● VORLIEGENDER TEXTAUSZUG:
◇ ◇ ◇ ◇

2. Die zur Prüfung der Verhältnismäßigkeit im engeren Sinne erforderliche Abwägung ergibt, dass ein öffentliches Interesse an dem Inkrafttreten der Neuregelung das Interesse der betroffenen Personen an dem Fortbestehen der bisherigen günstigeren Regelung überwiegt. Dies ergibt sich nach Auffassung des Senats bereits aus der relativen Geringfügigkeit des Eingriffs in zeitlicher Hinsicht, zudem aber in Kombination mit der Tatsache, dass es sich ohnehin nicht um Zeiten handelt, die durch Beitragsleistung "erworben" worden sind. Ein Eingriff in selbst erworbene Beitragszeiten ist damit gerade nicht erfolgt.
Nachgehend
Tatbestand
Gestritten wird über die Rechtmäßigkeit eines Feststellungsbescheides im Sinne des § 149 Abs. 5 Sozialgesetzbuch, 6. Buch, (SGB VI).

◇ ◇ ◇ ◇

● DATENTEIL:
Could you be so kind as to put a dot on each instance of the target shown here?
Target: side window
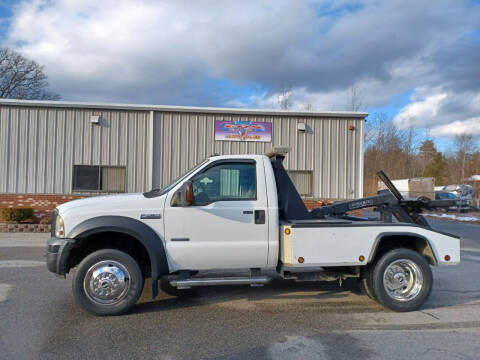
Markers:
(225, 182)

◇ ◇ ◇ ◇

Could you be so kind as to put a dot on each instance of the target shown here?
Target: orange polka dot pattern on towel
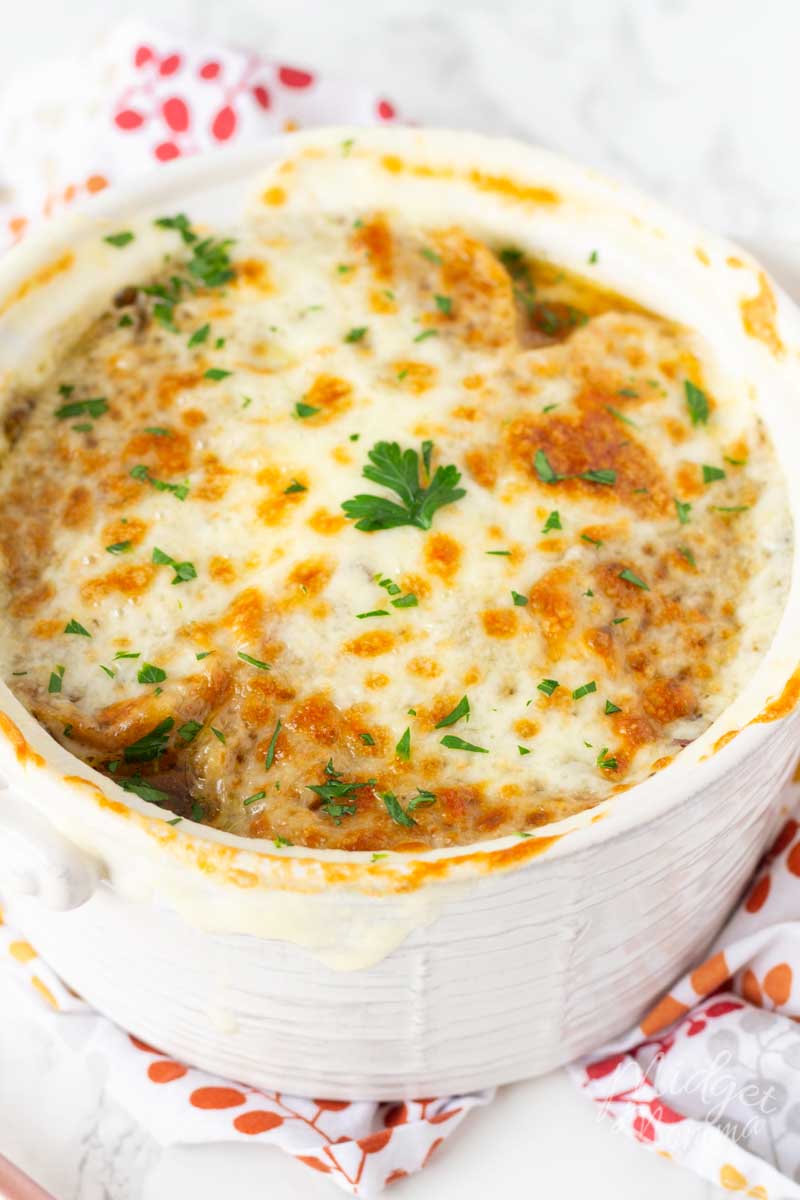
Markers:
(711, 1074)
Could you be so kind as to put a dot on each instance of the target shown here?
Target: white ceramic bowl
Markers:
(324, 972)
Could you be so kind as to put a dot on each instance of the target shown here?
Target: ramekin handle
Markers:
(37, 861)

◇ ◇ ◇ ◇

● AUFGABE: Bearbeite den Textauszug, indem du ihn beginnend bei „2. Die zur Prüfung“ und endend bei „gerade nicht erfolgt.“ wiedergibst. Ersetze dabei „Abwägung“ durch „Gewichtung“.

● VOLLSTÄNDIGE AUSGABE:
2. Die zur Prüfung der Verhältnismäßigkeit im engeren Sinne erforderliche Gewichtung ergibt, dass ein öffentliches Interesse an dem Inkrafttreten der Neuregelung das Interesse der betroffenen Personen an dem Fortbestehen der bisherigen günstigeren Regelung überwiegt. Dies ergibt sich nach Auffassung des Senats bereits aus der relativen Geringfügigkeit des Eingriffs in zeitlicher Hinsicht, zudem aber in Kombination mit der Tatsache, dass es sich ohnehin nicht um Zeiten handelt, die durch Beitragsleistung "erworben" worden sind. Ein Eingriff in selbst erworbene Beitragszeiten ist damit gerade nicht erfolgt.